WRITTEN EXERCISE — Convert every line of the records below into a JSON list of strings, with one string per line and no entries for blank lines.

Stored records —
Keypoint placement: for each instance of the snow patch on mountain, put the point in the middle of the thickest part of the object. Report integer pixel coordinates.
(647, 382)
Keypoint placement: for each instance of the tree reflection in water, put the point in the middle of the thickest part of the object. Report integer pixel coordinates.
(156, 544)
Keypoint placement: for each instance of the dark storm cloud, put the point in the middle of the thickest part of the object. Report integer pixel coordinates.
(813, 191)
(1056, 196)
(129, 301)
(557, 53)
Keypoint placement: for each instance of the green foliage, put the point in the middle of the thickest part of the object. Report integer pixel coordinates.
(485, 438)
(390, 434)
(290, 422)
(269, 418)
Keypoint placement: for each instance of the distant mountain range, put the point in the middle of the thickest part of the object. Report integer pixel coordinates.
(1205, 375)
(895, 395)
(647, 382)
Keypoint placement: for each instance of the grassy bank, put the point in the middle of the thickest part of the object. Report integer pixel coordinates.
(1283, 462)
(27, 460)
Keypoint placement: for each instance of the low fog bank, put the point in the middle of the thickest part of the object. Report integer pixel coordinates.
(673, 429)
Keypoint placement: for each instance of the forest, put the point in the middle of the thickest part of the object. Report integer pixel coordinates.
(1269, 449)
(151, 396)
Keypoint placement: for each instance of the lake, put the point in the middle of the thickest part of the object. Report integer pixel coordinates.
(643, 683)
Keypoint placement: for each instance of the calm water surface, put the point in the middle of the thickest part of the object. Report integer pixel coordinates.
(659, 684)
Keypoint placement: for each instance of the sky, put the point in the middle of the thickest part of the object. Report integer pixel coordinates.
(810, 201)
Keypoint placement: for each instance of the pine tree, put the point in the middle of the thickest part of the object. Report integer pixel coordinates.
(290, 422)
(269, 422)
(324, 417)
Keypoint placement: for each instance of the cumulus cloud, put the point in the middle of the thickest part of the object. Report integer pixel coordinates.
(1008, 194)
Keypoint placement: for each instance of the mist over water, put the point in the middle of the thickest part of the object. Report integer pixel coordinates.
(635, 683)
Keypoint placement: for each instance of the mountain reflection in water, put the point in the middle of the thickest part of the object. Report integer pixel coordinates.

FULL ANSWER —
[
  "Keypoint placement: for each instance of the snow patch on mountain, put the point in the middle of the thickest part of the object. Report integer pixel coordinates.",
  "(647, 382)",
  "Keypoint placement: for each instance of the tree reflection in water, put the point in the middle of the thickest part of the object. Report integer pixel coordinates.",
  "(156, 544)",
  "Keypoint placement: for each instance of the dark storm cloud, put the point in the middle of the thickest part of the object. Report integer pixel coordinates.",
  "(813, 191)",
  "(1056, 196)",
  "(129, 301)",
  "(557, 53)",
  "Keypoint placement: for each instance of the green foliage, put the point in the middle of the thickest part of the object. Report integer pixel coordinates.",
  "(485, 438)",
  "(390, 434)",
  "(290, 422)",
  "(269, 418)",
  "Keypoint placement: for each instance of the distant mountain range, put the point in the middle of the thickest part of the object. Report integer pixel coordinates.",
  "(1205, 375)",
  "(895, 395)",
  "(647, 382)",
  "Keypoint placement: for each instance of the grassy bank, put the point in the middle of the thickest part of the object. Report integer pixel coordinates.",
  "(1283, 462)",
  "(27, 460)",
  "Keypoint placement: for each instance of the low fog bank, put the point in the middle of the thickest part of the object. Report integer pixel coordinates.",
  "(673, 429)",
  "Keypoint placement: for each instance of the forest, put the point in the middle of the thickest part of the object. Report integer pixel coordinates.",
  "(1269, 449)",
  "(151, 396)",
  "Keypoint placement: for each instance of the lake, put the point in the middle of the thickest part of the object. Report integer pixel coordinates.",
  "(643, 683)",
  "Keypoint placement: for each instance of the calm water surface, put the point in the middle of the thickest part of the object. Report integer pixel coordinates.",
  "(659, 684)",
  "Keypoint placement: for each instance of the sky, put the point in the middle of the thickest part of the object. Report integer pixel coordinates.",
  "(810, 201)",
  "Keypoint placement: for each instance of the pine tree, put the point in the middle of the thickest part of the object. Report integer pixel coordinates.",
  "(290, 422)",
  "(269, 422)",
  "(324, 417)",
  "Keypoint placement: for each instance of the cumulus cloud, put the point in the middle of the thickest part of the object. Report integer pixel coordinates.",
  "(1008, 194)",
  "Keypoint placement: for each instance of the mist over water, put the point in the middle of the thickest part of the object. Report integer pixel coordinates.",
  "(635, 683)",
  "Keypoint placement: for each instance of the mountain reflection in water, put the point in the middle of the thickest part of the object. Report integer pixel coordinates."
]